→ **Required action**
Lines from the line with "Target: short black hair" to the line with "Target: black t-shirt" in the entries below, and only those, must be output exactly, with both ends included.

__________________________________________________

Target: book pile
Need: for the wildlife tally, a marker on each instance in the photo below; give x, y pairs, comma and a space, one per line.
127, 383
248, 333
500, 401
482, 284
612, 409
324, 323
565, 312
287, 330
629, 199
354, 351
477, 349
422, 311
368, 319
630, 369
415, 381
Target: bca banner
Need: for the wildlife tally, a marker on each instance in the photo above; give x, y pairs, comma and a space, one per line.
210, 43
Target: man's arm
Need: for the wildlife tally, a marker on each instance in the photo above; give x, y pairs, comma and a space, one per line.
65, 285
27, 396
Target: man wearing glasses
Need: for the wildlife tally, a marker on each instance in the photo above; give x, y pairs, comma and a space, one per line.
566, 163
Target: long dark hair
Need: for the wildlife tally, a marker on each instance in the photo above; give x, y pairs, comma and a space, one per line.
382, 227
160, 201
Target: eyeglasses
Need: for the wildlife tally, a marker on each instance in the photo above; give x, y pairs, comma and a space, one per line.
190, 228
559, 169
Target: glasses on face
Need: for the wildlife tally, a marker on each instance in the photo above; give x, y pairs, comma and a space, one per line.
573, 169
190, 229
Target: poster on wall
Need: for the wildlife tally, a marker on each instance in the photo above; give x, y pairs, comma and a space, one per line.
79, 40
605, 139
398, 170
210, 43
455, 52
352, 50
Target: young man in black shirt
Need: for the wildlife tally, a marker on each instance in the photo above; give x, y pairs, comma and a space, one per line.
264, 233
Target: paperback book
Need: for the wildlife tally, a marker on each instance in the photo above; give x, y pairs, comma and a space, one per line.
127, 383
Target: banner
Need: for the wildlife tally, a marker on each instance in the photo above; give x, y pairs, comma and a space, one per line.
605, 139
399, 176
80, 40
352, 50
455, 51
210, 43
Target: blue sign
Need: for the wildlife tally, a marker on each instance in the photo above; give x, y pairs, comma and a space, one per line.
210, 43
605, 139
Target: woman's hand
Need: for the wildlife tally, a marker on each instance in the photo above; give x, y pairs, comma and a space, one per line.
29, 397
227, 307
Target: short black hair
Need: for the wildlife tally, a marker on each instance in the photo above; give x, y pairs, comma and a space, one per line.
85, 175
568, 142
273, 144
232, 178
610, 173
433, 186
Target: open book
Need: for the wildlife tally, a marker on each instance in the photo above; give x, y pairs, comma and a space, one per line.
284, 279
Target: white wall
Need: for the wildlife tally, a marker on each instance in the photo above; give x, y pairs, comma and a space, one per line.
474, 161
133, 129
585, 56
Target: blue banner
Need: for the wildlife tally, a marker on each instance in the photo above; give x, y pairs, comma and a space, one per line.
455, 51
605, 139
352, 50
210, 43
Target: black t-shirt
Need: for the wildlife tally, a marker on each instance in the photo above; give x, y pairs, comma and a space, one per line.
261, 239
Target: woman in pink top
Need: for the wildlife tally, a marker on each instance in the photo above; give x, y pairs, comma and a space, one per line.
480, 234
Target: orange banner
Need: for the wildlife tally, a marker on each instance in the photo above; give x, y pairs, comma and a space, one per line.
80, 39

__________________________________________________

→ **Solution**
Target: short black hair
Need: for the wildlife tally, a marker on each instance in the photo above; give x, y pairs, comma and a space, one per line.
85, 175
568, 142
273, 144
232, 178
610, 173
433, 186
Target: open book
Need: for the wildlife tally, a marker on each instance in the photo above; give x, y pairs, comma and a space, one per line.
284, 279
Target: white wall
Need: for the wildlife tally, a marker on each instance in the photo above; give x, y pairs, comma and a space, one per line.
474, 161
133, 129
585, 56
Target: blue banner
Need: for the wildlife tally, a marker on each instance in the photo above; give x, y pairs, comma and a space, one per line.
455, 51
605, 139
352, 50
210, 43
Target: black t-shirt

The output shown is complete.